- **TAREFA PROPOSTA 1**
Indique se cada afirmação abaixo está de acordo com o trecho citado, respondendo sim ou não e citando literalmente as palavras do trecho que decidem a questão. (a) A marcha terminou nas escadarias da Câmara dos Vereadores, na Cinelândia. (b) Eneida Freire se dedica ao atletismo desde os 18 anos. (c) Cerca de 200 pessoas participaram da marcha.

- **TRECHO CITADO**
◇ ◇ ◇ ◇ ◇ ◇ ◇

Entre os que se abrigavam da chuva em uma marquise no Centro do Rio de Janeiro, estava Eneida Freire, mulher que dedica sua vida, desde os 14 anos, ao atletismo. Ela, assim como as cerca de 50 pessoas que participaram da Marcha dos Atletas pelo Direito ao Esporte e à Cidade, na noite dessa terça-feira (2), estavam encharcados. Nem por isso deixaram de caminhar do Instituto de Filosofia e Ciências Sociais (IFCS), no Largo de São Francisco, costurando ruas até chegarem às escadarias da Câmara dos Vereadores, na Cinelândia, no Centro do Rio. Questionada sobre o que a cidade tem de olímpica, Edeida é direta: “Nada! Atletas levaram 10 anos para conseguir índices olímpicos. Mas não foram premiados, foram punidos. Conheço pelo menos cinco que tinham condição de estar nos jogos porque foram obrigados a deixaram de onde treinar”, conta Eneida sem conter o choro.

◇ ◇ ◇ ◇ ◇ ◇ ◇

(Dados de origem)
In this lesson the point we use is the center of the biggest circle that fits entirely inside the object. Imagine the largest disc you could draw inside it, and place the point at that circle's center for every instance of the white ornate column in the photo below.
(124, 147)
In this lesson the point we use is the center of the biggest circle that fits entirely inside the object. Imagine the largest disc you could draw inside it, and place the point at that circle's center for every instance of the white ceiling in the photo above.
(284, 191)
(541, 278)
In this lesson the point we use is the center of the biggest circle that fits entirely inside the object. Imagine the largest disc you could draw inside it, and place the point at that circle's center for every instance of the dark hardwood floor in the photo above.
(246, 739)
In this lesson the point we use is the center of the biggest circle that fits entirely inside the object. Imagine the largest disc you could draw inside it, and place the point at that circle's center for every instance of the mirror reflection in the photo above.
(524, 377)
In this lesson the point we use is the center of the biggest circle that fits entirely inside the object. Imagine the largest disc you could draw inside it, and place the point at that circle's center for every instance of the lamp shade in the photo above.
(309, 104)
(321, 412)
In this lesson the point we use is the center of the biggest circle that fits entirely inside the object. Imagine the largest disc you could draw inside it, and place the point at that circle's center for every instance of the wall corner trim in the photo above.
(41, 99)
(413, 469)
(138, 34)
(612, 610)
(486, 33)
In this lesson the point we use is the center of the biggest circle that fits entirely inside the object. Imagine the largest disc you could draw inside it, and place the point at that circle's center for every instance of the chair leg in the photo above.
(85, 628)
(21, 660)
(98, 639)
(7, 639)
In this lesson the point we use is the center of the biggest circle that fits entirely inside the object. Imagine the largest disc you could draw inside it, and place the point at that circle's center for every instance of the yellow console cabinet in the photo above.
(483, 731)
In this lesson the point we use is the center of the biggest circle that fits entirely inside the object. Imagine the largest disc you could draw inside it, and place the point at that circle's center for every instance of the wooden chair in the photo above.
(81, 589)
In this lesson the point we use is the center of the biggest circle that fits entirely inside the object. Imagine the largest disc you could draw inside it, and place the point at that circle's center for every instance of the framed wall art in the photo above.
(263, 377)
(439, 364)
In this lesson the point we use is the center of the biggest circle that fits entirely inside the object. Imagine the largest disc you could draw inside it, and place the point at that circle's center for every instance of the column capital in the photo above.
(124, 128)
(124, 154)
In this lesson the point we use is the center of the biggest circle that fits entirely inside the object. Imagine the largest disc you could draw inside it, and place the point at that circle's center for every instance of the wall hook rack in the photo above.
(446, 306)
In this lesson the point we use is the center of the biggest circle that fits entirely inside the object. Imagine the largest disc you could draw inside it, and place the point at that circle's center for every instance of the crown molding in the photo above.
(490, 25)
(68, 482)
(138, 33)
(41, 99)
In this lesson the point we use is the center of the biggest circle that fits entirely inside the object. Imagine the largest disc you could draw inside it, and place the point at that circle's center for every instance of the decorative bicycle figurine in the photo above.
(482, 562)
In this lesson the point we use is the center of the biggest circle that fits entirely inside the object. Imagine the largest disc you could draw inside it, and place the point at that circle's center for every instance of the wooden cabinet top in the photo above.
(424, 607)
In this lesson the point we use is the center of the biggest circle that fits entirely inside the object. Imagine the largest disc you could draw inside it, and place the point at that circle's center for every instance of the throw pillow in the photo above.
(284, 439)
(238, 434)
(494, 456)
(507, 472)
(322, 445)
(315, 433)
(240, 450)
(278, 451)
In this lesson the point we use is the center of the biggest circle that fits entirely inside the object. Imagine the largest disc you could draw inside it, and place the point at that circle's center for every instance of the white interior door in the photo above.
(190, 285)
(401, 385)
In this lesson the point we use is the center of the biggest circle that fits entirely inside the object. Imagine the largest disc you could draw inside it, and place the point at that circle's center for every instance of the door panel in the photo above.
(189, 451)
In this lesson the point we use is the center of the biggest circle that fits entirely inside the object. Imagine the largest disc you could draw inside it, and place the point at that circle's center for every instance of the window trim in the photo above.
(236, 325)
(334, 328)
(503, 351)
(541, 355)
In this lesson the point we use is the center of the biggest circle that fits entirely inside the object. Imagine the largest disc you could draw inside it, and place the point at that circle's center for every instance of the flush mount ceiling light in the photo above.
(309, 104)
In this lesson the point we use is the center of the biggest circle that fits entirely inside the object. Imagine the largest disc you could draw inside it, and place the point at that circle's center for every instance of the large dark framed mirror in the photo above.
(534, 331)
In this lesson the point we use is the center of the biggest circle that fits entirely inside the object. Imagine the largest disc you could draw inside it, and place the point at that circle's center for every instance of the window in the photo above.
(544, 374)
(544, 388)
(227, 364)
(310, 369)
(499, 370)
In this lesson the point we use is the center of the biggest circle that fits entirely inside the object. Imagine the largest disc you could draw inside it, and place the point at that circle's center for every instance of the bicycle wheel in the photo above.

◇ ◇ ◇ ◇ ◇ ◇ ◇

- **TAREFA PROPOSTA 2**
Repita, por favor, sem nenhuma alteração, tudo o que vai da linha dos registros acima que contém "panel in the photo above." até o fim desses registros, incluindo essa primeira linha.

- **RESULTADO DA TAREFA 1**
(a) Sim: “até chegarem às escadarias da Câmara dos Vereadores, na Cinelândia”.
(b) Não: “desde os 14 anos, ao atletismo”.
(c) Não: “as cerca de 50 pessoas que participaram da Marcha dos Atletas pelo Direito ao Esporte e à Cidade”.

- **RESULTADO DA TAREFA 2**
In this lesson the point we use is the center of the biggest circle that fits entirely inside the object. Imagine the largest disc you could draw inside it, and place the point at that circle's center for every instance of the door panel in the photo above.
(189, 451)
In this lesson the point we use is the center of the biggest circle that fits entirely inside the object. Imagine the largest disc you could draw inside it, and place the point at that circle's center for every instance of the window trim in the photo above.
(236, 325)
(334, 328)
(503, 351)
(541, 355)
In this lesson the point we use is the center of the biggest circle that fits entirely inside the object. Imagine the largest disc you could draw inside it, and place the point at that circle's center for every instance of the flush mount ceiling light in the photo above.
(309, 104)
In this lesson the point we use is the center of the biggest circle that fits entirely inside the object. Imagine the largest disc you could draw inside it, and place the point at that circle's center for every instance of the large dark framed mirror in the photo above.
(534, 331)
In this lesson the point we use is the center of the biggest circle that fits entirely inside the object. Imagine the largest disc you could draw inside it, and place the point at that circle's center for every instance of the window in the photo above.
(544, 374)
(544, 388)
(227, 364)
(310, 369)
(499, 370)
In this lesson the point we use is the center of the biggest circle that fits entirely inside the object. Imagine the largest disc you could draw inside it, and place the point at that circle's center for every instance of the bicycle wheel in the photo above.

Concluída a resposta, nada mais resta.